He married Mileva Marić in 1903, who was also a physicist. At a minimum, she would have been reading his work and giving him feedback.

That really takes away from his "lone genius" status.

What Einstein and others contributed towards GR in a decade is now generally taught in one semester of grad school physics. Ruling out the possibility that grad students are today >20x intelligent than Einstein, and considering that Einstein needed no more experimental results than already available to everyone in 1905, the emphasis ought not to be as simplistic as "lone genius", but on his perseverance and nose for an interesting problem, enduring all the false twists and turns that exploring one entails.

I believe this is the general trait of who we recognize as great minds.

He said it himself. "I have no special talent. I am only passionately curious."
I believe he was mistaken.

His talent was to be able to get to the heart of a problem. To find the connection everyone else had missed, or that everyone else had missed the significance of: the constancy of c, mass-energy equivalence, the Equivalence principle.

That's a pretty rare skill and, in my opinion, qualifies as genius.

In terms of what I guess a lot of students see i.e. the field equations, then sure, he was a decent mathematician but no Gauss or Cauchy. He took time and needed help to get to the necessary machinery for GR. But that doesn't, in my eyes, in anyway diminish what was an astonishing intellectual feat.

So no, he wasn't a lone genius but he was a genius.

Why not both? Isn't it possible that it was his passionate, persistent curiosity that allowed him to get to the heart of problems, see what everyone else missed, etc?
If so, then his passionate, persistent curiousity should be counted as a special talent.

The fact is that not many people could have done what Einstein did. Whether it was genius or curiousity or stubbornness, the puzzle pieces were known to many people and he was the first to solve them.[1] For him to dismiss himself as having "no special talent" - that seems to be implying that just about anyone could have done it. It's a kind of modesty that we seem to reward, as a culture, but I dislike it. If Einstein had no special talent, then what of the people before him? Were they doing something wrong?

[1] I'm not sure how long the world had to produce an Einstein, before it produced Einstein. Perhaps there were only a few dozen people who saw the puzzle pieces before Einstein did. That still leaves him in the top tier, but perhaps not the top tier of the top tier.

I don't disagree with your thesis, but: understanding a solution to a problem, and coming up with the solution are two vastly different things.
Not unlike P and NP
Exactly.

I always thought magic tricks exploited P vs NP... once you know how a trick done it seems obvious, but there are so many things to rule out before you find the right answer.

Yes! It takes the Universe billions of years to produce a cow. It takes that cow less than a year to produce many more cows.
Just one cow actually. If you're lucky you might get twins or three cows in two and a bit years but not many cows. Almost always just one. Sorry to be a pedant ;)
Whoops, I was thinking of puppies when I wrote cow. Need to get more sleep!
While that's true, it's beside the point. In this case, it's all about finding and formulating the problem. The solution is the easier bit.

Consider this - how many of us have crossed off "m" on both sides of m d^r/dt^2 = -GMm/r^2 without actually noticing the problem with that? We're equating "mass" as associated with inertia and "mass" as associated with producing the gravitational effect. This is the central point from which pretty much all of GR emerges.

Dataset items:
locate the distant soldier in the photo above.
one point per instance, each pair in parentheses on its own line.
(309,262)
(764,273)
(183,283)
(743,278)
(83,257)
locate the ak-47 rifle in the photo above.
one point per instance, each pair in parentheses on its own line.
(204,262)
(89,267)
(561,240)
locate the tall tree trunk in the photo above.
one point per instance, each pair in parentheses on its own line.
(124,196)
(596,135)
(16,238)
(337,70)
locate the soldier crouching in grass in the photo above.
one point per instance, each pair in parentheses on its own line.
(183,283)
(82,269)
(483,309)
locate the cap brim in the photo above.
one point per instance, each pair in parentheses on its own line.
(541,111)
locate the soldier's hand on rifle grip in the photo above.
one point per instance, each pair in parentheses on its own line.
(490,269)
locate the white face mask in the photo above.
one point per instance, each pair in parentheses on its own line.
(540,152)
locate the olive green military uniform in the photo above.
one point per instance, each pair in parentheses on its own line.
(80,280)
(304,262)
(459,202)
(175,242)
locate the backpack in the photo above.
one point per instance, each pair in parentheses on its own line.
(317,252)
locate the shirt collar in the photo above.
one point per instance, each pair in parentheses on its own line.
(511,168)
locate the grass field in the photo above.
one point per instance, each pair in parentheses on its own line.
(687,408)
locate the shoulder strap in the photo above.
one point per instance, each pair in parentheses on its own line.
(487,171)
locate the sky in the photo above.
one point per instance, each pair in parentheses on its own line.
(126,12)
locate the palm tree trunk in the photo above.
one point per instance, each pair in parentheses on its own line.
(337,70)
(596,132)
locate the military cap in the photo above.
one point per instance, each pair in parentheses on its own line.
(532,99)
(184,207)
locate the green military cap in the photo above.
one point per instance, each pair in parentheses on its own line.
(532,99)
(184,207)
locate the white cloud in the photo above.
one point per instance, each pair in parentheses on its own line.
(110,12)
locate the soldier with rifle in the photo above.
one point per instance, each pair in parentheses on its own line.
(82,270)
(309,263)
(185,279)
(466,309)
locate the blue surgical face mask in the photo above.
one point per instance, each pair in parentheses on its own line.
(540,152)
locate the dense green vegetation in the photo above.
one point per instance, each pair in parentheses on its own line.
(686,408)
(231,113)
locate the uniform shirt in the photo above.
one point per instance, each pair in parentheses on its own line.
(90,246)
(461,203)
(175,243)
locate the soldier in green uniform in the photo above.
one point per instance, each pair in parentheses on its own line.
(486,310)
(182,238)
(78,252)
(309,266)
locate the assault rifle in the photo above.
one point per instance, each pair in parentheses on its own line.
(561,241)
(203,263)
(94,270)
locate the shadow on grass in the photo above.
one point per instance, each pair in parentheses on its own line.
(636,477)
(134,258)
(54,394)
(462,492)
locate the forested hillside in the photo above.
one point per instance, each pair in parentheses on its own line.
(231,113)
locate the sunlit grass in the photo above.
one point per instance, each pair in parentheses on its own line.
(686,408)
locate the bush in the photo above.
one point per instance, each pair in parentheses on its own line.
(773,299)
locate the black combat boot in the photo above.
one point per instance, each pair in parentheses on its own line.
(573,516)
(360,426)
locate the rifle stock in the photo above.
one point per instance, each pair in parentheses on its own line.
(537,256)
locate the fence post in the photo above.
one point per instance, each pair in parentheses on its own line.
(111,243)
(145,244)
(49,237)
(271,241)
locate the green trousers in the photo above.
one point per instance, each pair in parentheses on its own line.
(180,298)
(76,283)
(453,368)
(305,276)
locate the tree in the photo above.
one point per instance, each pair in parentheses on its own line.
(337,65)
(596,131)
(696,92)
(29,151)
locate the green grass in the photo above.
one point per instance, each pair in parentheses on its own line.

- [Brief 1]
In the Einstein discussion, why is crossing off "m" on both sides of m d^r/dt^2 = -GMm/r^2 a problem, according to the last comment?
- [Brief 2]
Pick up the Einstein discussion after its final sentence and carry it on.

- [Exercise output 1]
Canceling the two m's treats the mass associated with inertia and the mass associated with producing the gravitational effect as the same thing, usually without anyone noticing. The comment calls that equation of the two masses the central point from which pretty much all of GR emerges.

- [Exercise output 2]
> What Einstein and others contributed towards GR in a decade is now generally taught in one semester of grad school physics.

Where? In my university we touch SR in many classes then we have a separate class dedicated to GR. Also the ability to come up with and idea and to understand the given idea is really not the same. The main difference is intuition.

Einstein being a socialist and all around lover of human beings probably would agree. His letters to people like Levi-Civita make that clear. There are very few hermit geniuses. Whom we consider geniuses now were often gregarious individuals who mixed themselves up with others. An individual can only be as great as the communities that nurture them. We all rely on others to guide us towards truth and away from error.

http://arxiv.org/abs/1202.4305

Before developing his 1915 General Theory of Relativity, Einstein held the "Entwurf" theory. Tullio Levi-Civita from Padua, one of the founders of tensor calculus, objected to a major problematic element in this theory, which reflected its global problem: its field equations were restricted to an adapted coordinate system. Einstein proved that his gravitational tensor was a covariant tensor for adapted coordinate systems. In an exchange of letters and postcards that began in March 1915 and ended in May 1915, Levi-Civita presented his objections to Einstein's above proof. Einstein tried to find ways to save his proof, and found it hard to give it up. Finally Levi-Civita convinced Einstein about a fault in his arguments. However, only in spring 1916, long after Einstein had abandoned the 1914 theory, did he finally understand the main problem with his 1914 gravitational tensor. In autumn 1915 the G\"ottingen brilliant mathematician David Hilbert found the central flaw in Einstein's 1914 derivation. On March 30, 1916, Einstein sent to Hilbert a letter admitting, "The error you found in my paper of 1914 has now become completely clear to me".

quoting your own link:

... However, Max von Laue quickly rebutted those claims by saying that the inertia of electromagnetic energy was long known before Hasenöhrl, especially by the works of Henri Poincaré (1900) and Max Abraham (1902), while Hasenöhrl only used their results for his calculation on cavity radiation. Laue continued by saying that credit for establishing the inertia of all forms of energy (the real mass-energy equivalence) goes to Einstein, who was also the first to understand the deep implications of that equivalence in relation to relativity.

Reminds of me the series Connections, where, no one man invented/created/discovered something all by himself. It was more of like, the thing of one man lead to this other thing of this other man, while this third man over here is also doing this other thing, and then bam! Something new and revolutionary that changed mankind for ever. Pete and repeats.
Einstein's most genius insight was probably not to make any initial assumptions and simply to follow his thought experiments regardless of the outcome (even if they contradicted contemporary dogma). The idea that time is not constant and space can be bend was certainly genius and as far as I know rejected by others who thought the maths must be wrong. He certainly relied on others for the mathematical foundation but he always mentioned that. Science even today is strongly ego-driven and he surely had the personality to take on the other scientists of his time.
Also worth mentioning, general relativity appeared to violate the conservation of energy until Emmy Noether's contribution:

https://en.wikipedia.org/wiki/Emmy_Noether

"Noether was brought to Göttingen in 1915 by David Hilbert and Felix Klein, who wanted her expertise in invariant theory to help them in understanding general relativity, a geometrical theory of gravitation developed mainly by Albert Einstein. Hilbert had observed that the conservation of energy seemed to be violated in general relativity, due to the fact that gravitational energy could itself gravitate. Noether provided the resolution of this paradox, and a fundamental tool of modern theoretical physics, with Noether's first theorem, which she proved in 1915, but did not publish until 1918."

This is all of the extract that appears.